◆ ÉNONCÉ ◆
Recopiez fidèlement le passage du texte sur Mahienour qui va de « Alors qu’elle n’était » jusqu'à « pauvreté du monde. » inclus.

◆ BLOC DE TEXTE ◆

============================================================

Je me suis permis, ici et là, de rajouter une note de bas de page pour clarifier des éléments qui pourraient paraitre incompréhensibles. Je remercie Zoé C. Pour sa relecture en vitesse grand V de la traduction et de ses suggestions de reformulation.

L’auteur et moi-même autorisons qui le souhaitent de republier le texte.

Que la conscience de Mahienour trouve enfin la paix

Par Mahmoud M. Hassan

1-

Alors qu’elle n’était encore qu’une enfant, la petite fille qui avait perdu un œil dans un accident monta à l’arrière de la voiture de son père. La voiture s’arrêta à un feu rouge, juste en face de deux femmes pauvres, qui regardèrent la petite fille. L’une dit à l’autre : « regarde la pauvre petite, elle a un œil blessé » et l’autre lui rétorqua : « elle est blessée mais elle est dans une voiture ; qu’ils me prennent un œil et qu’ils me donnent une voiture… ».

Cette histoire peut paraître anecdotique. Mais elle ne le fut pas pour cette fillette. Cette histoire l’accompagnera, elle nous la racontera, pour que l’on n’oublie jamais… Pour nous rappeler toujours à quel point la pauvreté est dure, au point de pousser le pauvre à vouloir perdre un œil juste pour vivre une vie normale. Toute sa vie, elle vivra avec ce souci constant d’abolir la pauvreté du monde.

============================================================

[Extraits d'un jeu de données d'annotation par points]

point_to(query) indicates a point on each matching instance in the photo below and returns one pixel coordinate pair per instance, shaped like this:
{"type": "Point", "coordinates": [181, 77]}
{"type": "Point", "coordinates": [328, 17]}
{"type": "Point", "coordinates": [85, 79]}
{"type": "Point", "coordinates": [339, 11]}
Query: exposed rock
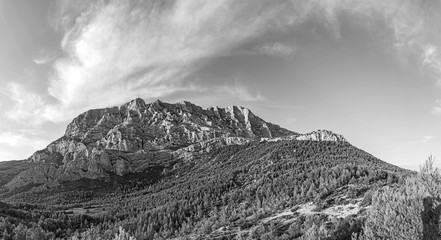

============================================================

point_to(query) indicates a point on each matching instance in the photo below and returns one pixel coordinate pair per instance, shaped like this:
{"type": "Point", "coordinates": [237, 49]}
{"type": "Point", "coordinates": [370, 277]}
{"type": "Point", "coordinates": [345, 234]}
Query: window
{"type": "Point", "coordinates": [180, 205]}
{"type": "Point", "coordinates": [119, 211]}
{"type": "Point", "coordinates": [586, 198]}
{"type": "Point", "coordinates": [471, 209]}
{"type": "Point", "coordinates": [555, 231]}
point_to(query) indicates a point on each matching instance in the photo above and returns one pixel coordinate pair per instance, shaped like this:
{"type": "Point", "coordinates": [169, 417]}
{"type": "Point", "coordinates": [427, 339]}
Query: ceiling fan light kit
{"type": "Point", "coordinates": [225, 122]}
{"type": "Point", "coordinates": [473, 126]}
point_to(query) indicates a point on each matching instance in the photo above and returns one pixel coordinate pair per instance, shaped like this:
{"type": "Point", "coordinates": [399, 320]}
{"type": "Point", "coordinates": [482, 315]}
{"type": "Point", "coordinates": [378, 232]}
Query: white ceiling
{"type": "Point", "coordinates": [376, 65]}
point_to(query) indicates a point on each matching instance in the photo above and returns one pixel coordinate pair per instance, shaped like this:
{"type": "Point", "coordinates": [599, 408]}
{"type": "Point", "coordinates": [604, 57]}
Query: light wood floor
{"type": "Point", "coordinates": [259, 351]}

============================================================

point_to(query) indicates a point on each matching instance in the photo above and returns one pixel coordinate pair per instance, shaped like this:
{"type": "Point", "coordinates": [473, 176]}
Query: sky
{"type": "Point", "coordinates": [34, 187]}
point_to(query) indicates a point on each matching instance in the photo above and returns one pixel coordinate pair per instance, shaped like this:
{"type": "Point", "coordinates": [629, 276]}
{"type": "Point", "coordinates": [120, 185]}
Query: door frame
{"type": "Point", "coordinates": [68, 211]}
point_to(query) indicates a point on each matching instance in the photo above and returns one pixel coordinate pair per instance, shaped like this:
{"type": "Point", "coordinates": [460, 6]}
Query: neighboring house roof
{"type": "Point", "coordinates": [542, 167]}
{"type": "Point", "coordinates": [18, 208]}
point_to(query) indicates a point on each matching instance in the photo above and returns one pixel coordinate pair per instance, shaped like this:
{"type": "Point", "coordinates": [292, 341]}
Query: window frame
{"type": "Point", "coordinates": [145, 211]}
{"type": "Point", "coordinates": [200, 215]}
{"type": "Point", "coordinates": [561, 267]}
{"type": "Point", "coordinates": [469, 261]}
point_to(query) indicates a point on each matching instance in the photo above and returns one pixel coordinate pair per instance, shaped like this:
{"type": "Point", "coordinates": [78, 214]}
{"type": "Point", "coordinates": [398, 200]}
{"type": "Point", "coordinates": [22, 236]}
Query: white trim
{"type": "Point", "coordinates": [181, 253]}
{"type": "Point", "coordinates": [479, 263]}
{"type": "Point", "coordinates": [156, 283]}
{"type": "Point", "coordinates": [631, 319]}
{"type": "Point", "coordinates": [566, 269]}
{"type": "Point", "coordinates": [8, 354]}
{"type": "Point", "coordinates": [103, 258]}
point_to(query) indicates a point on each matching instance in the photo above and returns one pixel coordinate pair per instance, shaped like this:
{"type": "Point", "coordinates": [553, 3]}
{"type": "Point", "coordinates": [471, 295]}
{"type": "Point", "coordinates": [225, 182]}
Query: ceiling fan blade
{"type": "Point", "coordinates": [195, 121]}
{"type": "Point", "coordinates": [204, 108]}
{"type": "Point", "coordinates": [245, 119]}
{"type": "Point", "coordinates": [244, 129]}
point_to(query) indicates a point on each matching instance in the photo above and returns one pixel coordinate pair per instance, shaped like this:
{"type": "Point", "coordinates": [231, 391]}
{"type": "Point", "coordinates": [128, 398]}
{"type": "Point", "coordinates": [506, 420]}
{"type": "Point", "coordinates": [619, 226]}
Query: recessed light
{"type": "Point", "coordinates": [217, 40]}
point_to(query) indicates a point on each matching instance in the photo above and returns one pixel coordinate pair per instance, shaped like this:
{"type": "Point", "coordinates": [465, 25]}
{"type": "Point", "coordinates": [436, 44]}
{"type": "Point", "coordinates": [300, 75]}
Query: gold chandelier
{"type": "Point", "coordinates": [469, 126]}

============================================================

◆ RÉPONSE ATTENDUE ◆
Alors qu’elle n’était encore qu’une enfant, la petite fille qui avait perdu un œil dans un accident monta à l’arrière de la voiture de son père. La voiture s’arrêta à un feu rouge, juste en face de deux femmes pauvres, qui regardèrent la petite fille. L’une dit à l’autre : « regarde la pauvre petite, elle a un œil blessé » et l’autre lui rétorqua : « elle est blessée mais elle est dans une voiture ; qu’ils me prennent un œil et qu’ils me donnent une voiture… ».

Cette histoire peut paraître anecdotique. Mais elle ne le fut pas pour cette fillette. Cette histoire l’accompagnera, elle nous la racontera, pour que l’on n’oublie jamais… Pour nous rappeler toujours à quel point la pauvreté est dure, au point de pousser le pauvre à vouloir perdre un œil juste pour vivre une vie normale. Toute sa vie, elle vivra avec ce souci constant d’abolir la pauvreté du monde.